[Referring expression data]
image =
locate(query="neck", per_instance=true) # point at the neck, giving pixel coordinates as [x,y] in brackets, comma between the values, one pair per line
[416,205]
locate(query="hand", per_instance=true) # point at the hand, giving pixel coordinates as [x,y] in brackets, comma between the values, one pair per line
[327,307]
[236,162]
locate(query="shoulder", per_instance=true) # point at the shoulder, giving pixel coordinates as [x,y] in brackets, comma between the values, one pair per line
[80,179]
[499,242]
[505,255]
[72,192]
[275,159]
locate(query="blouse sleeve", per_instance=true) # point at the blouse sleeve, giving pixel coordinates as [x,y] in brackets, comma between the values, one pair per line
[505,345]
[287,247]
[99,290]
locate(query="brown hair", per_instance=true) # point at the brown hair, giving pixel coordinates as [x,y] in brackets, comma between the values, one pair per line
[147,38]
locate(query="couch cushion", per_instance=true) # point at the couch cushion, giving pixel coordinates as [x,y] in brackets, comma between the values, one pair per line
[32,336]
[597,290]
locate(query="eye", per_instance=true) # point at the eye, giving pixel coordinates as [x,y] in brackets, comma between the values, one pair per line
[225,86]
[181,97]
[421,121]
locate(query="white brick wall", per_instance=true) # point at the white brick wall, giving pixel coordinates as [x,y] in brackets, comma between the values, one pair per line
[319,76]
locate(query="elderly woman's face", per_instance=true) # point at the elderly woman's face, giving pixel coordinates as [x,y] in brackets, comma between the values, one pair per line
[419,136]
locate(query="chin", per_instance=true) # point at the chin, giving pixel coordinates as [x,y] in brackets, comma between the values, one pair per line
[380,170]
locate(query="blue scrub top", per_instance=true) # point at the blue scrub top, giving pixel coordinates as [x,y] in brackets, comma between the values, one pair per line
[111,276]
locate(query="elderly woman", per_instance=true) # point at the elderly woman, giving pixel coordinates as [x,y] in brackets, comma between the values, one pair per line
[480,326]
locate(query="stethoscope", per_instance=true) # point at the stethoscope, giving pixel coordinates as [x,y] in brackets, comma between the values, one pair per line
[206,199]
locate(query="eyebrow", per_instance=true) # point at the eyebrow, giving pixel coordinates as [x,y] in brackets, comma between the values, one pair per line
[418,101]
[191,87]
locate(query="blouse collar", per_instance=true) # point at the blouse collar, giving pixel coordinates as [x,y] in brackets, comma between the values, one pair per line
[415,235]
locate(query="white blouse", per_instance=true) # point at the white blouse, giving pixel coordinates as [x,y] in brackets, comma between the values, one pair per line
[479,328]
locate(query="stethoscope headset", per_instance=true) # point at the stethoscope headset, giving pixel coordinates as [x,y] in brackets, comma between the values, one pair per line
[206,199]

EXERCISE PROMPT: Could you copy every record above exactly as it stands?

OUTPUT OF THE TASK:
image =
locate(query="neck", per_instance=true) # point at the neck, giving pixel coordinates as [x,y] in brackets, comma between the values, one pair per line
[416,205]
locate(query="hand", per_instance=true) # point at the hand, giving pixel coordinates as [x,y] in brackets, comma between the values, one pair per line
[327,307]
[236,162]
locate(query="shoulder", per_instance=true) # point at the shoulder, giving pixel coordinates as [x,y] in brackets, comma between the values, one pair per line
[80,179]
[499,242]
[505,255]
[72,192]
[275,159]
locate(query="blouse sleeve", per_instance=true) # point at the blouse sleeve, giving pixel coordinates as [x,y] in brackets, comma between the values, one pair per line
[505,345]
[287,247]
[99,290]
locate(query="brown hair", per_instance=true) # point at the brown hair, giving pixel coordinates as [x,y] in brackets, comma between the values, one pair per line
[147,38]
locate(query="couch cushion", per_instance=true) # point at the couch cushion, giving pixel coordinates as [x,y] in brackets, comma between the values, one pair per line
[32,336]
[597,290]
locate(query="eye", per_instance=true) # point at the eye, giving pixel coordinates as [x,y] in brackets, comma between the values, one pair per line
[225,86]
[181,97]
[421,121]
locate(query="white brick wall", per_instance=true) # point at the white brick wall, giving pixel coordinates as [x,y] in brackets, comma between the values, one pair per line
[319,76]
locate(query="elderly woman's face", per_instance=true) # point at the elderly woman's face, giving pixel coordinates as [x,y] in brackets, comma between the values, one pair per line
[419,136]
locate(query="chin", per_instance=true) # point at the chin, giving pixel coordinates as [x,y] in brackets, comma between the values, one pair per line
[380,170]
locate(query="blue scrub top", per_instance=true) # point at the blue scrub top, giving pixel coordinates as [x,y] in brackets, comma between the values, one pair per line
[111,276]
locate(query="elderly woman", per_instance=true) # point at the elderly woman, giving pixel coordinates as [x,y] in brackets, comma between the values, one pair per line
[480,326]
locate(query="stethoscope", per_instance=true) # point at the stethoscope, giving pixel coordinates as [x,y] in brackets, comma between the values, one pair per line
[206,199]
locate(query="eyebrow", per_instance=true) # point at the eyebrow, giving pixel coordinates as [x,y] in brackets, comma between the values, one pair per line
[418,101]
[191,87]
locate(query="blouse collar", per_instance=true) # point at the blouse collar, giving pixel coordinates as [x,y] in brackets, comma between the values, one pair per line
[415,235]
locate(query="white blouse", per_instance=true) # point at the white blouse, giving pixel coordinates as [x,y] in brackets, comma between the values, one pair per line
[479,328]
locate(query="stethoscope headset", per_instance=true) # point at the stethoscope headset, giving pixel coordinates as [x,y] in brackets, comma between the values, one pair per line
[206,199]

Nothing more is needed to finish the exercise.